***** PROVIDED RECORDS

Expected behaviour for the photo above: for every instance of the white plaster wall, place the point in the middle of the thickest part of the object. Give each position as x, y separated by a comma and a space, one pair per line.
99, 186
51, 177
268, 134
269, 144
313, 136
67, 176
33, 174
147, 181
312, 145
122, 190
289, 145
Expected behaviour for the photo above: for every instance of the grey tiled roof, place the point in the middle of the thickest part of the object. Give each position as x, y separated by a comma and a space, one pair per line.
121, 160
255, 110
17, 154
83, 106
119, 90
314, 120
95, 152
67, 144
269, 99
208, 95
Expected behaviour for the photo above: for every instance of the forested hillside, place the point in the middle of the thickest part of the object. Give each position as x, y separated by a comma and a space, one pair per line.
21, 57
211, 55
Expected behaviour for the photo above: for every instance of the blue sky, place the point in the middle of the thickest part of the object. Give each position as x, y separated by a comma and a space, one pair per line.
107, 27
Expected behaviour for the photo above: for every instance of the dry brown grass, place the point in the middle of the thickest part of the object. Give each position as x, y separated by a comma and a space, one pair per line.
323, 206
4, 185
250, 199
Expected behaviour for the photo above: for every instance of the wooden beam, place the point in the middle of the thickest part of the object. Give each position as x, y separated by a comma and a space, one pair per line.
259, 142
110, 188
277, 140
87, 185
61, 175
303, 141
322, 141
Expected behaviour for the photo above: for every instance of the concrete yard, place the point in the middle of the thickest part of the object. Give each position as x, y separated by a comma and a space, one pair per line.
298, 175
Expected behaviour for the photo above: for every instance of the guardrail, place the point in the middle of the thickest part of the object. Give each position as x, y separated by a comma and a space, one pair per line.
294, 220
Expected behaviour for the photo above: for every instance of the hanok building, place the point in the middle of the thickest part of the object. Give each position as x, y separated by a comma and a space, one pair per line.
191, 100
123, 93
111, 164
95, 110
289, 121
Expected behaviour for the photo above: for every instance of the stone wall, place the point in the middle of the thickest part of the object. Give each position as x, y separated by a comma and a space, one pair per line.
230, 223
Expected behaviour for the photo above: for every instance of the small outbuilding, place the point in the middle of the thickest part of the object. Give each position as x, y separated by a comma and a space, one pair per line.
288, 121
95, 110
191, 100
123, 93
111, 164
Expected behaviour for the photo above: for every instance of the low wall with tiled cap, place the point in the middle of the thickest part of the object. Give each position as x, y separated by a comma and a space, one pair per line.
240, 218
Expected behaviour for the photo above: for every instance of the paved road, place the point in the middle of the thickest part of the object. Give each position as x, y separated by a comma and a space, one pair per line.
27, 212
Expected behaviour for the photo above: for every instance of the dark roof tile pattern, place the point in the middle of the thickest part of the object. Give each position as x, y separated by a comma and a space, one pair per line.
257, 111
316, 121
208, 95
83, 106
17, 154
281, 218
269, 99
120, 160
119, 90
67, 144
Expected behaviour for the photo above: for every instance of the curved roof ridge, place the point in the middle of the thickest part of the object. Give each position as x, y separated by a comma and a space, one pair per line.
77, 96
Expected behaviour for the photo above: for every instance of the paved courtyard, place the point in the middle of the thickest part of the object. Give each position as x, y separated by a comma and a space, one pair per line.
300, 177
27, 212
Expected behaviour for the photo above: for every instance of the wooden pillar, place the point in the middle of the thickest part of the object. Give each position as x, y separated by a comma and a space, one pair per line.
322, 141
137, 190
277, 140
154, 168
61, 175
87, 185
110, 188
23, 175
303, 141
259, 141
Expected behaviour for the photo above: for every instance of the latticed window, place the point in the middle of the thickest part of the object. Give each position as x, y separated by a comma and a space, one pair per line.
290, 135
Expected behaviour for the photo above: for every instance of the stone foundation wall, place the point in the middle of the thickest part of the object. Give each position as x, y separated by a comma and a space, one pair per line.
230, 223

**********

- REQUIREMENT: Each record is to be repeated word for word, with none skipped.

- RESPONSE FOR THIS EXERCISE:
Expected behaviour for the photo above: for every instance of the white plaster wall, place the point in the middle of the thickest part of the object. Give each position as x, y separated by a comma and a space, one pair per line.
99, 186
51, 177
268, 134
269, 144
313, 136
67, 176
33, 174
147, 181
312, 145
122, 190
289, 145
Expected behaviour for the photo above: for every instance of the grey tiled roof, place the point in the middle of the thickest part of the object. Give each position as x, y separated by a comma and a space, one pair per line.
121, 160
255, 110
17, 154
83, 106
119, 90
314, 120
95, 152
67, 144
269, 99
208, 95
Expected behaviour for the photo above: for every instance of the forested hillside, place the point in the middle of the thickest part of the object. Give each position as x, y separated by a comma and a space, one pair per line.
21, 57
211, 55
Expected behaviour for the photo above: for every instance of the blue sky, place the point in the middle of the thickest part of the object. Give each position as x, y separated by a comma and a space, one pair per line.
107, 27
Expected behaviour for the photo above: for every instance of the dry brown grass, place the point in the middle of the thickest part of the object. Give each position as x, y separated by a comma and a space, one pair per line.
323, 206
4, 185
250, 199
Expected behaviour for the photo above: for every instance of the wooden beam, place the point in the middle of the thickest part of the object. Give each position as x, y separated by a comma and a space, one pair per line.
259, 142
110, 188
277, 140
87, 185
61, 175
303, 141
322, 141
Expected behaviour for the photo above: for every instance of the concrete yard, place the point in the middle of the thickest part of the object. Give each position as x, y separated by a comma and a space, one pair per line.
298, 175
Expected behaviour for the photo above: for every instance of the guardrail, place the point in the middle of the thickest part of the object. Give each position as x, y separated by a comma and a space, one pair per line.
294, 220
Expected behaviour for the photo above: for every instance of the hanok building, place the point in the middle of the thickest part of the object. Give each position as x, y separated by a comma and a space, one pair per line.
191, 100
123, 93
111, 164
95, 110
289, 121
Expected behaviour for the photo above: for every instance of the stone wall, place the point in the middle of the thickest part of the object. Give each position as x, y separated by a comma and a space, one pair per line.
230, 223
Expected behaviour for the photo above: for every instance of the small outbuilding, place the point in the middle of the thickest part of the object. Give each position as x, y separated by a comma and a space, one pair per line.
288, 121
95, 110
191, 100
123, 93
111, 164
Expected behaviour for the photo above: for every instance of the low wall with tiled cap, place the point in the middle of the thickest part of the object. Give each position as x, y separated by a comma and a space, one pair per line.
240, 218
Expected behaviour for the photo above: for every instance of the paved road, place the point in the middle of the thickest part of the object. Give each position as x, y separated by a comma and a space, one pair per line.
27, 212
Expected behaviour for the photo above: for every instance of the dark roof tile pattern, place the point in the middle of the thickest part of the object. Give each position as x, y separated by a comma and a space, one pair per line.
257, 111
316, 121
208, 95
83, 106
17, 154
281, 218
269, 99
120, 160
119, 90
67, 144
Expected behaviour for the photo above: for every instance of the curved roof ridge, place the point in the middle of the thickest part of the object. Give each position as x, y separated by a comma and a space, one pair per line.
77, 96
Expected behaviour for the photo above: for every instance of the paved courtyard, place the point in the middle of the thickest part of the object. Give each position as x, y separated by a comma and a space, one pair per line.
300, 177
27, 212
Expected behaviour for the photo above: for every instance of the wooden pillar, place the point in the middle of the thickest part of the object. Give each position as x, y separated by a comma and a space, one pair per line.
322, 141
137, 190
277, 140
154, 168
61, 175
87, 185
110, 188
23, 175
303, 141
259, 141
Expected behaviour for the photo above: for every instance of the latticed window, place the point in the middle of the thickest part of the object. Give each position as x, y separated by a comma and a space, one pair per line.
290, 135
Expected behaviour for the photo above: for every instance of the stone foundation wall, place the point in the middle of the thickest part of the object. Give each position as x, y separated by a comma and a space, one pair per line.
230, 223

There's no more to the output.